*Your goal*. Word for word, restate each entry that appears below.
-- Material provided follows --
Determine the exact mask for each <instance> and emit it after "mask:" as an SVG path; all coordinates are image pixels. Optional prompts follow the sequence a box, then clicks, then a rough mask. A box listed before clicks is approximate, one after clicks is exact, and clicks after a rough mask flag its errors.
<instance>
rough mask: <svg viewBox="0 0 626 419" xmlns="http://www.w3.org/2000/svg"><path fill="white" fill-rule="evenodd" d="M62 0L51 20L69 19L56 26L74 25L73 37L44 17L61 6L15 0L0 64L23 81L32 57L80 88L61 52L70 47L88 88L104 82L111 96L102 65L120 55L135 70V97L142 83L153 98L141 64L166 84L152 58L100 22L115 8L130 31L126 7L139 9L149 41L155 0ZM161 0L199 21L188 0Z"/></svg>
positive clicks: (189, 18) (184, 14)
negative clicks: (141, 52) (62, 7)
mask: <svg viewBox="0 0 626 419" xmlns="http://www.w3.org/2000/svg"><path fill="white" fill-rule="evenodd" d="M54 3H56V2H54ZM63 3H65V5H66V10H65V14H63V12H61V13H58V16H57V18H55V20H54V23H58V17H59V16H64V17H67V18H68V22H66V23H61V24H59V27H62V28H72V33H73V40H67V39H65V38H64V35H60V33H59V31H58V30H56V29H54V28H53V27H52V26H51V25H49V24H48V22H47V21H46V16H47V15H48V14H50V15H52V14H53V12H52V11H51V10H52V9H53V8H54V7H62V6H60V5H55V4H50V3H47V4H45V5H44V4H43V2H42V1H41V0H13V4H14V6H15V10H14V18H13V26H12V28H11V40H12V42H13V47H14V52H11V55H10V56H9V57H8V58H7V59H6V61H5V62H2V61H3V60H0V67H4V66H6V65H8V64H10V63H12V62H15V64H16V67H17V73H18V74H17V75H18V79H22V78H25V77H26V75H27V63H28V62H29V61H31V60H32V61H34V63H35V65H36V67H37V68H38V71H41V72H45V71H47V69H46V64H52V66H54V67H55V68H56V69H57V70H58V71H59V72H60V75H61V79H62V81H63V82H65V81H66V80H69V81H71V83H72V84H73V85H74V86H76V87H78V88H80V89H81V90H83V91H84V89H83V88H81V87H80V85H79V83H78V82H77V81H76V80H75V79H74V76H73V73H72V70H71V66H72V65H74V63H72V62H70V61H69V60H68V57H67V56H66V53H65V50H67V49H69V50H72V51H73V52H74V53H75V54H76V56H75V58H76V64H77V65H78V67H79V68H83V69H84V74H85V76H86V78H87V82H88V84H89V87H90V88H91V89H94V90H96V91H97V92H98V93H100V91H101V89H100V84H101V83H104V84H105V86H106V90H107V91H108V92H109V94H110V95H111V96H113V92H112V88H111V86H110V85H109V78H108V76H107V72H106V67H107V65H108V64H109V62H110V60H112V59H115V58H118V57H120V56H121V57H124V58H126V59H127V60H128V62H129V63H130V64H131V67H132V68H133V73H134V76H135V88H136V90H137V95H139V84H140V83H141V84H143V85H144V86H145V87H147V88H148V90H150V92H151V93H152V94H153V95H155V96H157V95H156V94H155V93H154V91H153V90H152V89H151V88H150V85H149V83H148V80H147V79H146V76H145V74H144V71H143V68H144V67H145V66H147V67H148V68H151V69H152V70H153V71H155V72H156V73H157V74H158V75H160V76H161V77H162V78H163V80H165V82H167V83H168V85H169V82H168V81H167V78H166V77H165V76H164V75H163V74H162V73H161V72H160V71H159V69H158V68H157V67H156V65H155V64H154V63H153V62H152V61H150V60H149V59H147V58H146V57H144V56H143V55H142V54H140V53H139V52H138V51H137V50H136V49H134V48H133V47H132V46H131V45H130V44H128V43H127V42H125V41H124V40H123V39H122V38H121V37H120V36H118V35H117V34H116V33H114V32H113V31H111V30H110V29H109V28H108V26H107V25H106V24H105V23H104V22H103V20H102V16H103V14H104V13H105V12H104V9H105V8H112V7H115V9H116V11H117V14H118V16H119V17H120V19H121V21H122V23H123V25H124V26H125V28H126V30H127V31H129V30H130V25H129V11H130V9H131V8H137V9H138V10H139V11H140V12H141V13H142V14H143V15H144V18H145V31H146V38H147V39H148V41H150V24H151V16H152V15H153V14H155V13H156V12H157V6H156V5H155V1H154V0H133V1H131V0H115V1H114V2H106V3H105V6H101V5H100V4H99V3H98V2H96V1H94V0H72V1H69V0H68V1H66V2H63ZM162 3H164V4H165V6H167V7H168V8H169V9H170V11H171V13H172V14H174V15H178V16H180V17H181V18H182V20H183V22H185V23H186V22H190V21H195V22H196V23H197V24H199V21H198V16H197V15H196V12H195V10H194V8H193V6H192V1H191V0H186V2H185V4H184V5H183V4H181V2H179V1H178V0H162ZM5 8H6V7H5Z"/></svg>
-- Material provided concluded --
*Solution*.
Determine the exact mask for each <instance> and emit it after "mask:" as an SVG path; all coordinates are image pixels. Optional prompts follow the sequence a box, then clicks, then a rough mask. A box listed before clicks is approximate, one after clicks is exact, and clicks after a rough mask flag its errors.
<instance>
rough mask: <svg viewBox="0 0 626 419" xmlns="http://www.w3.org/2000/svg"><path fill="white" fill-rule="evenodd" d="M62 0L51 20L69 19L56 26L74 25L73 37L44 17L61 6L15 0L0 64L23 81L32 57L80 88L61 52L70 47L88 88L104 82L111 96L102 65L120 55L135 70V97L142 83L153 98L141 64L166 84L152 58L100 22L115 8L130 31L126 7L139 9L149 41L155 0ZM161 0L199 21L188 0Z"/></svg>
positive clicks: (189, 18) (184, 14)
negative clicks: (141, 52) (62, 7)
mask: <svg viewBox="0 0 626 419" xmlns="http://www.w3.org/2000/svg"><path fill="white" fill-rule="evenodd" d="M54 3H56V2H54ZM63 3H65V5H66V10H65V14H63V12H61V13H58V16H57V18H55V20H54V23H58V17H59V16H64V17H67V18H68V22H66V23H61V24H59V27H62V28H72V33H73V40H67V39H65V38H64V35H60V33H59V31H58V30H56V29H54V28H53V27H52V26H51V25H49V24H48V22H47V21H46V16H47V15H48V14H50V15H52V14H53V12H52V11H51V10H52V9H53V8H54V7H62V6H60V5H55V4H50V3H47V4H45V5H44V4H43V2H42V1H41V0H13V4H14V6H15V10H14V18H13V26H12V28H11V40H12V42H13V47H14V52H11V55H10V56H9V57H8V58H7V59H6V61H5V62H2V61H3V60H0V67H4V66H6V65H8V64H10V63H12V62H15V64H16V67H17V73H18V74H17V75H18V79H22V78H25V77H26V75H27V63H28V62H29V61H31V60H32V61H34V63H35V65H36V67H37V68H38V71H41V72H45V71H47V69H46V64H52V66H54V67H55V68H56V69H57V70H58V71H59V72H60V75H61V79H62V81H63V82H65V81H66V80H69V81H71V83H72V84H73V85H74V86H76V87H78V88H80V89H81V90H83V91H84V89H83V88H81V87H80V85H79V83H78V82H77V81H76V80H75V79H74V76H73V73H72V70H71V66H72V65H74V63H72V62H70V61H69V60H68V57H67V56H66V53H65V50H67V49H69V50H72V51H73V52H74V53H75V54H76V56H75V58H76V64H77V65H78V67H79V68H83V69H84V74H85V76H86V78H87V82H88V84H89V87H90V88H91V89H94V90H96V91H97V92H98V93H100V91H101V89H100V84H101V83H104V84H105V86H106V90H107V91H108V92H109V94H110V95H111V96H113V92H112V88H111V86H110V85H109V78H108V76H107V72H106V67H107V65H108V64H109V62H110V60H112V59H115V58H118V57H120V56H121V57H124V58H126V59H127V60H128V62H129V63H130V64H131V67H132V68H133V73H134V76H135V88H136V90H137V95H139V84H140V83H141V84H143V85H144V86H145V87H147V88H148V90H150V92H151V93H152V94H153V95H155V96H157V95H156V94H155V93H154V91H153V90H152V89H151V88H150V85H149V83H148V80H147V79H146V76H145V74H144V71H143V68H144V67H145V66H147V67H148V68H151V69H152V70H153V71H155V72H156V73H157V74H158V75H160V76H161V77H162V78H163V80H165V82H167V83H168V85H169V82H168V81H167V78H166V77H165V76H164V75H163V74H162V73H161V72H160V71H159V69H158V68H157V67H156V65H155V64H154V63H153V62H152V61H150V60H149V59H147V58H146V57H144V56H143V55H142V54H140V53H139V52H138V51H137V50H136V49H134V48H133V47H132V46H131V45H130V44H128V43H127V42H125V41H124V40H123V39H122V38H121V37H120V36H118V35H117V34H116V33H114V32H113V31H111V30H110V29H109V28H108V26H107V25H106V24H105V23H104V22H103V20H102V16H103V14H104V13H105V12H104V9H105V8H112V7H115V9H116V11H117V14H118V16H119V17H120V19H121V21H122V23H123V25H124V26H125V28H126V30H127V31H129V30H130V25H129V11H130V9H131V8H137V9H138V10H139V11H140V12H141V13H142V14H143V15H144V18H145V31H146V38H147V39H148V41H150V24H151V16H152V15H153V14H155V13H156V12H157V6H156V5H155V1H154V0H133V1H131V0H115V1H114V2H106V3H105V6H101V5H100V4H99V3H98V2H96V1H94V0H72V1H69V0H68V1H66V2H63ZM162 3H164V4H165V6H167V7H168V8H169V9H170V11H171V13H172V14H174V15H178V16H180V17H181V18H182V20H183V22H185V23H186V22H190V21H195V22H196V23H197V24H199V21H198V16H197V15H196V12H195V10H194V8H193V6H192V1H191V0H186V2H185V4H184V5H183V4H181V2H179V1H178V0H162ZM5 8H6V7H5Z"/></svg>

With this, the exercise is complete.